Required work:
Reproduce the items below word for word, beginning with their first line and stopping after the line that contains "top-left (0, 0), bottom-right (122, 43)". Leave the pictures out of your copy.

-------- Data section

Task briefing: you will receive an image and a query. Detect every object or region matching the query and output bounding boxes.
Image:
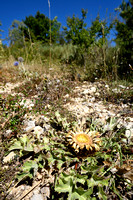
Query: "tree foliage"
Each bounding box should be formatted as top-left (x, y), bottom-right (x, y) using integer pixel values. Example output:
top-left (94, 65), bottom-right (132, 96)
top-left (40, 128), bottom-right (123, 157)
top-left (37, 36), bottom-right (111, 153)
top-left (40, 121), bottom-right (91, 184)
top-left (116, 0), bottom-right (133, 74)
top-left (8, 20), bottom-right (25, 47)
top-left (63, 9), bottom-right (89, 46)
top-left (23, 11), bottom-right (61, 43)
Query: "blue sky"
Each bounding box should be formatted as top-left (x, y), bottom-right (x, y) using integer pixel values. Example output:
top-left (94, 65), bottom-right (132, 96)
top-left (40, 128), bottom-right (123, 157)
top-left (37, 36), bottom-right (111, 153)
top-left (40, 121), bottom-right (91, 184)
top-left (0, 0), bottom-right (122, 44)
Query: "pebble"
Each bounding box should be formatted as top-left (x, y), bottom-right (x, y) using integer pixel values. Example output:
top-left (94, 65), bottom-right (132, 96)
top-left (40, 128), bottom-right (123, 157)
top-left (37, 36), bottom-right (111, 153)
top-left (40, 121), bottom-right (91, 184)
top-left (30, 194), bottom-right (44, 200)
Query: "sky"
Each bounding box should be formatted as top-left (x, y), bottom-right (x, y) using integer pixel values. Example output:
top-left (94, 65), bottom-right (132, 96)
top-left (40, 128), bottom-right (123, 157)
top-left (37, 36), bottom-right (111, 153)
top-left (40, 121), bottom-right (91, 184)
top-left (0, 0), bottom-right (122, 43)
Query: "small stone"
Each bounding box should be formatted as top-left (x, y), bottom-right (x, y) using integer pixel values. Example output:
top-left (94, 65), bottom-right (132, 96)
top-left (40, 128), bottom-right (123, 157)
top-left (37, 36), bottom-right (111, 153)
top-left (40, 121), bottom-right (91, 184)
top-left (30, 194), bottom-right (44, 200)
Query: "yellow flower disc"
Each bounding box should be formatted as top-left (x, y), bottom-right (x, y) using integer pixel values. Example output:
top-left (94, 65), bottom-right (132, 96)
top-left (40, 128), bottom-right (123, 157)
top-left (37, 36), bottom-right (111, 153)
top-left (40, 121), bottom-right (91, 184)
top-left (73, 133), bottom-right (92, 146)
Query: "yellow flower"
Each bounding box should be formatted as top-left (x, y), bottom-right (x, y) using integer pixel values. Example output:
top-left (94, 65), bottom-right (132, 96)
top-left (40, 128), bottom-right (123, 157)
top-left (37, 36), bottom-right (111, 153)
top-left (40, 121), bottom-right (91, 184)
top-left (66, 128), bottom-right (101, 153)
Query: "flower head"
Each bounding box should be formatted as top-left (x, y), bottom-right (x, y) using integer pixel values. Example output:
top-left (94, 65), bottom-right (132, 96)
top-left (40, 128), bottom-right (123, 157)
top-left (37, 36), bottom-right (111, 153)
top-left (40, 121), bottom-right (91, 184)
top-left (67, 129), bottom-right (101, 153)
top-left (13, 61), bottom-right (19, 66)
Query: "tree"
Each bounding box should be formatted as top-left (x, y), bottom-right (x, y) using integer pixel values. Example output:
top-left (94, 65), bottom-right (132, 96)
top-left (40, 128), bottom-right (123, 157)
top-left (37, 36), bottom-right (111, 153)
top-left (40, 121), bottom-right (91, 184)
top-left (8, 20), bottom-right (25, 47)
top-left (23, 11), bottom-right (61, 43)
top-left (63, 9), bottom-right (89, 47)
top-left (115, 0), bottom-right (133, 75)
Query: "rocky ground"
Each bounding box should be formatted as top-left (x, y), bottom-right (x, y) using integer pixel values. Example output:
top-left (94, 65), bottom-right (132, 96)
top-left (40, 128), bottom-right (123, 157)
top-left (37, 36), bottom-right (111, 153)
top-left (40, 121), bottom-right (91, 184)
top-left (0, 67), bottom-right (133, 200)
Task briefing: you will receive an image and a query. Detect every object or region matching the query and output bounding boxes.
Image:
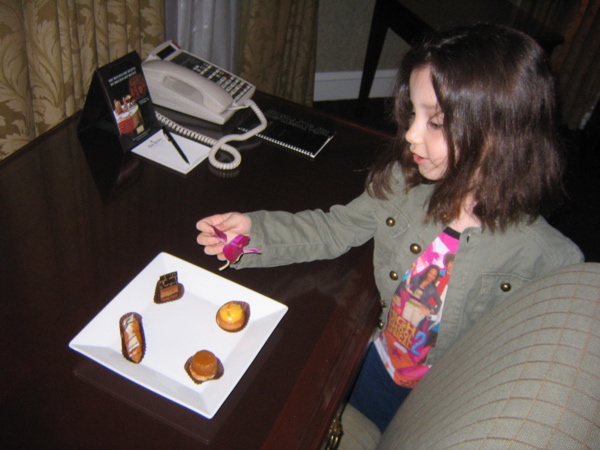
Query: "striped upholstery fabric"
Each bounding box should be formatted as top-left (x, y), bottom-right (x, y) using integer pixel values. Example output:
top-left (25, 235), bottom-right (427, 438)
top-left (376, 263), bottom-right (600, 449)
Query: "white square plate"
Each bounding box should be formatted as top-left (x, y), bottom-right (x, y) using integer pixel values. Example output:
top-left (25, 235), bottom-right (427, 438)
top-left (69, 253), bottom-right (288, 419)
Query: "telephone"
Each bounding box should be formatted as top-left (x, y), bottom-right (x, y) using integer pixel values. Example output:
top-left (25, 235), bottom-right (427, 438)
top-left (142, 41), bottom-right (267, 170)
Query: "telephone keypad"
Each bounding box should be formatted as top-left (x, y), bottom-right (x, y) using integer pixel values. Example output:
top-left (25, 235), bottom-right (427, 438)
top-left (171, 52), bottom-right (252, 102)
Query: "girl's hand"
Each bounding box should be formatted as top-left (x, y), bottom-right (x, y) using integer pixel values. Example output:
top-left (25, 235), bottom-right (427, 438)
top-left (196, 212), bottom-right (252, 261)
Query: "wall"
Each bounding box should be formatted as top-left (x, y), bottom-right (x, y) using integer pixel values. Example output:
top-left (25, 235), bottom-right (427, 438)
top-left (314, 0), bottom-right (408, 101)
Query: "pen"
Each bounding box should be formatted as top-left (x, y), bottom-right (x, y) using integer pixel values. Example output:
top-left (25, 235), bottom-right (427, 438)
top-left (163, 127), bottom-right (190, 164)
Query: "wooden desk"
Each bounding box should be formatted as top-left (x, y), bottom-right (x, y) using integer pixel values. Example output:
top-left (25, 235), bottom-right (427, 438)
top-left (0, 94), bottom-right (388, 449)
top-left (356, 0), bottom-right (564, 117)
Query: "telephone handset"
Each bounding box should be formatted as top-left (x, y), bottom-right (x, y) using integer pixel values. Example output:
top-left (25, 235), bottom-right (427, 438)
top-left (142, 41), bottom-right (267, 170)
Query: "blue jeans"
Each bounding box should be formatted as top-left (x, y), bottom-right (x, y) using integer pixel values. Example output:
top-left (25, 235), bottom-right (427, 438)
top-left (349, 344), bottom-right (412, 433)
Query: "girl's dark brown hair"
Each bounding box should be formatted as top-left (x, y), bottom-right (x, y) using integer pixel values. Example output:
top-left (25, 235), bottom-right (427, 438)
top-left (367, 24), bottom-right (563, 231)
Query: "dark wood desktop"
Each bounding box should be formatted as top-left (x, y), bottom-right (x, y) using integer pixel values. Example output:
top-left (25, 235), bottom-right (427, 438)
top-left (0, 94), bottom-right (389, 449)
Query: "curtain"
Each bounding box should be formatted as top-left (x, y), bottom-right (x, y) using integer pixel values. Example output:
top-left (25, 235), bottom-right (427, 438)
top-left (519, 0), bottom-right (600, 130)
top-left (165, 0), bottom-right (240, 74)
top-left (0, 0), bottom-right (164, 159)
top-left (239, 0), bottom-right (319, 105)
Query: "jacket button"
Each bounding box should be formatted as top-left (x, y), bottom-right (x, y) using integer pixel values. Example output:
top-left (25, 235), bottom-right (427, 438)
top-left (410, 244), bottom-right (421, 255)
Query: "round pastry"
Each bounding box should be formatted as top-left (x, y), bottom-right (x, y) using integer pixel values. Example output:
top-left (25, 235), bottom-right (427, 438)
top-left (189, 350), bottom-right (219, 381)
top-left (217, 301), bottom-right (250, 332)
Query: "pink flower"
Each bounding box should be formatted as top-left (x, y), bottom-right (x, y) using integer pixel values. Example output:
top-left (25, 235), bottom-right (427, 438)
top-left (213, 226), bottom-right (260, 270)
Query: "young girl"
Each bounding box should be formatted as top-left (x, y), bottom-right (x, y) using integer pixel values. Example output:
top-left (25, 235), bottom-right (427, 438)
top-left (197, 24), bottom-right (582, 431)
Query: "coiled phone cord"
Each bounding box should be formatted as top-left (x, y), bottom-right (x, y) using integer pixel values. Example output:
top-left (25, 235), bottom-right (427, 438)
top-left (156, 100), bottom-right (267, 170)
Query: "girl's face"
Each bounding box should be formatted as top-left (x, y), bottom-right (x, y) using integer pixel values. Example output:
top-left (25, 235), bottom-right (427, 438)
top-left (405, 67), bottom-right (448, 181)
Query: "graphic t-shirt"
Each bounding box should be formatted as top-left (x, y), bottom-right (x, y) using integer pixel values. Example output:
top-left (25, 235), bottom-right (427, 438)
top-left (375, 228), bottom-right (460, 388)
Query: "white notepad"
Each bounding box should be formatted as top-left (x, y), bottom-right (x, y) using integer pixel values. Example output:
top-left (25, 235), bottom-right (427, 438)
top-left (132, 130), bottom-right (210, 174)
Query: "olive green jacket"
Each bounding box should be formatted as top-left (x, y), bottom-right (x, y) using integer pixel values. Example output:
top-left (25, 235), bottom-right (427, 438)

----------------

In response:
Task briefing: you will receive an image and a query. Detect every object or region matching the query and output bounding boxes.
Image:
Query: "tree foliage"
Each bounding box should be formatted as top-left (x, y), bottom-right (x, y) using integer pixel values. Example output:
top-left (94, 65), bottom-right (132, 96)
top-left (40, 128), bottom-right (123, 157)
top-left (37, 36), bottom-right (111, 153)
top-left (40, 121), bottom-right (91, 184)
top-left (116, 0), bottom-right (133, 74)
top-left (8, 20), bottom-right (25, 47)
top-left (63, 9), bottom-right (89, 46)
top-left (23, 11), bottom-right (61, 43)
Query: "blue sky"
Each bounding box should be formatted as top-left (x, y), bottom-right (x, y) using integer pixel values. Example output:
top-left (94, 65), bottom-right (132, 96)
top-left (40, 128), bottom-right (123, 157)
top-left (37, 36), bottom-right (111, 153)
top-left (40, 121), bottom-right (91, 184)
top-left (0, 0), bottom-right (122, 44)
Query: "pebble"
Each bounding box should be formatted as top-left (x, y), bottom-right (x, y) using integer pixel values. Example output:
top-left (94, 65), bottom-right (132, 96)
top-left (40, 128), bottom-right (123, 157)
top-left (37, 36), bottom-right (111, 153)
top-left (40, 121), bottom-right (91, 184)
top-left (30, 194), bottom-right (44, 200)
Query: "sky"
Each bounding box should be formatted as top-left (x, y), bottom-right (x, y) using integer pixel values. Example output:
top-left (94, 65), bottom-right (132, 96)
top-left (40, 128), bottom-right (123, 157)
top-left (37, 36), bottom-right (111, 153)
top-left (40, 121), bottom-right (91, 184)
top-left (0, 0), bottom-right (122, 43)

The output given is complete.